-------- 所给材料 --------

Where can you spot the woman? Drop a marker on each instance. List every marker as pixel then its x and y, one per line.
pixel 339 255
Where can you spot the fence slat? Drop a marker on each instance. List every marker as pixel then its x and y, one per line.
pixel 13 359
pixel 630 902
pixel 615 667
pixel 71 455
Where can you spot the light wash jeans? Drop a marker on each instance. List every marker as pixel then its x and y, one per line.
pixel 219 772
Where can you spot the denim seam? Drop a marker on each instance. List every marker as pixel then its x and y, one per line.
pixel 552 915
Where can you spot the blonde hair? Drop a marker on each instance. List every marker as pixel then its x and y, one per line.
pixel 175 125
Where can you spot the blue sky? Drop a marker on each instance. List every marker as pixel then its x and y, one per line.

--------

## 任务说明
把上面的列表从头到尾逐行照抄一遍，一个字都不要改。

## 本题输出
Where can you spot the woman? Drop a marker on each instance. List every marker as pixel then its x and y, one per line.
pixel 339 255
Where can you spot the fence slat? Drop a marker on each instance. List every marker as pixel then its x and y, one per line.
pixel 13 359
pixel 630 902
pixel 615 667
pixel 71 455
Where can you spot the light wash jeans? Drop a marker on each instance. List every marker as pixel then its x and y, one per line.
pixel 219 772
Where can you spot the denim seam? Drop a marker on each instance. List every marker as pixel then its x and y, one per line.
pixel 552 915
Where can you spot the blonde hair? Drop a marker on each instance. List every marker as pixel then its x and y, one per line.
pixel 175 125
Where can you spot the blue sky? Drop a marker on each instance. List every marker as pixel then its x and y, one per line.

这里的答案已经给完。